• **What is required**: This exercise needs the complete data reproduced exactly.

• **Exercise materials**:
* * * * * * * * *
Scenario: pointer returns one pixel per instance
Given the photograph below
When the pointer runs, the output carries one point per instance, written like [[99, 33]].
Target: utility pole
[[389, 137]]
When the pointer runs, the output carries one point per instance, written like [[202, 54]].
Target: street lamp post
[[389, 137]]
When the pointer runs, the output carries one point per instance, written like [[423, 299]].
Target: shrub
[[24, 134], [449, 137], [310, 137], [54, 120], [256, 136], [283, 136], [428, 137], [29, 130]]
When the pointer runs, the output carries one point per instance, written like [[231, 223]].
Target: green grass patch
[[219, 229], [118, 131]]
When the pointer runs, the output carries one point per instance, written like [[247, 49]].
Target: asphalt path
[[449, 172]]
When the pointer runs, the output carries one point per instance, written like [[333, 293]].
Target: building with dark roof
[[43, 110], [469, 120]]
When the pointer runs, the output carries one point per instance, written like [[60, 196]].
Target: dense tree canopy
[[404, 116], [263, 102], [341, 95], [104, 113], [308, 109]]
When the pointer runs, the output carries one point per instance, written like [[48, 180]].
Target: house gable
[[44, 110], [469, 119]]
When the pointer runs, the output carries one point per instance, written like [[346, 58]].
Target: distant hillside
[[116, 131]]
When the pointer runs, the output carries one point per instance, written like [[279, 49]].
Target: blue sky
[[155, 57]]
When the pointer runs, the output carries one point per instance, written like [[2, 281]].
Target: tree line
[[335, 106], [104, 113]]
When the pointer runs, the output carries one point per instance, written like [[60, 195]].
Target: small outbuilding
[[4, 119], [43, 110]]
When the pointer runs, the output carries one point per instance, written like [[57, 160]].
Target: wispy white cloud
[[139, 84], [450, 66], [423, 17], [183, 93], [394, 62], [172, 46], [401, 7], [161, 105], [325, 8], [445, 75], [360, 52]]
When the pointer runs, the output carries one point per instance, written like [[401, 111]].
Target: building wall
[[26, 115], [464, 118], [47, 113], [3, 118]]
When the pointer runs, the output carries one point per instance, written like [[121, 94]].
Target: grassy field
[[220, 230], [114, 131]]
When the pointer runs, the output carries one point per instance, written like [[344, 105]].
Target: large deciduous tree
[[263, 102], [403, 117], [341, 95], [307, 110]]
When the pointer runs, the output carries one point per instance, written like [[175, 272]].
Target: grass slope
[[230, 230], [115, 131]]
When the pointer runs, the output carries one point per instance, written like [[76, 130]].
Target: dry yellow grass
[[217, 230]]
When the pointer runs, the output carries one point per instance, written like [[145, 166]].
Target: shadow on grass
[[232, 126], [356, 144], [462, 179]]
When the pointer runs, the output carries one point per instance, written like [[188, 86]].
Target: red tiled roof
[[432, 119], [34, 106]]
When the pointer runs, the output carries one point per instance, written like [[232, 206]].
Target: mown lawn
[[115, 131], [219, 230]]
* * * * * * * * *
• **Task solution**:
Scenario: pointer returns one pixel per instance
Given the photograph below
When the pointer runs, the output carries one point per instance, written like [[99, 33]].
Target: utility pole
[[389, 137]]
When the pointer runs, the output carries one point per instance, written like [[202, 54]].
Target: street lamp post
[[389, 137]]
When the pointer runs, the output carries one point per instance, written like [[423, 299]].
Target: shrub
[[24, 134], [449, 137], [310, 137], [54, 120], [256, 136], [283, 136], [428, 137], [29, 130]]
When the pointer runs, the output carries one point per instance, written like [[231, 223]].
Target: green grass patch
[[219, 229], [118, 131]]
When the pointer runs, the output carries one point per instance, written like [[247, 49]].
Target: asphalt path
[[449, 172]]
When the pointer runs, the output carries one point per instance, written like [[333, 293]].
Target: building with dark roof
[[43, 110], [469, 120]]
When the pointer runs, the output carries one point per instance, written like [[60, 196]].
Target: dense tree canopy
[[404, 116], [263, 102], [341, 95], [104, 113], [308, 109]]
When the pointer runs, the output carries one point per instance, written like [[48, 180]].
Target: house gable
[[44, 110], [469, 119]]
When the pointer runs, the output carries one point per instance, written like [[346, 58]].
Target: distant hillside
[[116, 131]]
When the pointer runs, the output carries one point per instance, written like [[279, 49]].
Target: blue sky
[[155, 57]]
When the pointer runs, the output carries one point per instance, written like [[2, 281]].
Target: tree line
[[335, 106], [104, 113]]
When the pointer runs, the output carries one point per instance, written like [[60, 195]].
Target: small outbuilding
[[4, 119], [43, 110]]
When the pointer runs, the output carries one point per instance, written like [[57, 160]].
Target: wispy white cloud
[[139, 84], [450, 66], [423, 17], [183, 93], [394, 62], [172, 46], [401, 7], [161, 105], [325, 8], [445, 75], [360, 52]]
When the pointer runs, the output carries one point per instance, written like [[401, 111]].
Target: building wall
[[26, 115], [464, 118], [47, 113], [3, 118]]
When the pointer runs, the output carries one point per instance, written like [[121, 94]].
Target: grassy field
[[220, 230], [114, 131]]
When the pointer runs, the output carries one point per instance, written like [[344, 105]].
Target: large deciduous tree
[[263, 102], [403, 117], [341, 95], [307, 110]]
When the pointer runs, the output carries one point per instance, written like [[175, 272]].
Target: grass slope
[[230, 230], [115, 131]]
When the pointer runs, the output carries one point per instance, written like [[76, 130]].
Target: dry yellow grass
[[217, 230]]
When the pointer runs, the output carries one point per instance, written like [[145, 166]].
Target: shadow on grass
[[232, 126], [356, 144], [462, 179]]
When the pointer runs, the output carries one point per instance, written like [[188, 86]].
Target: red tiled roof
[[432, 119], [34, 106]]
When the pointer runs, the output carries one point per instance, written like [[232, 206]].
Target: mown lawn
[[115, 131], [219, 230]]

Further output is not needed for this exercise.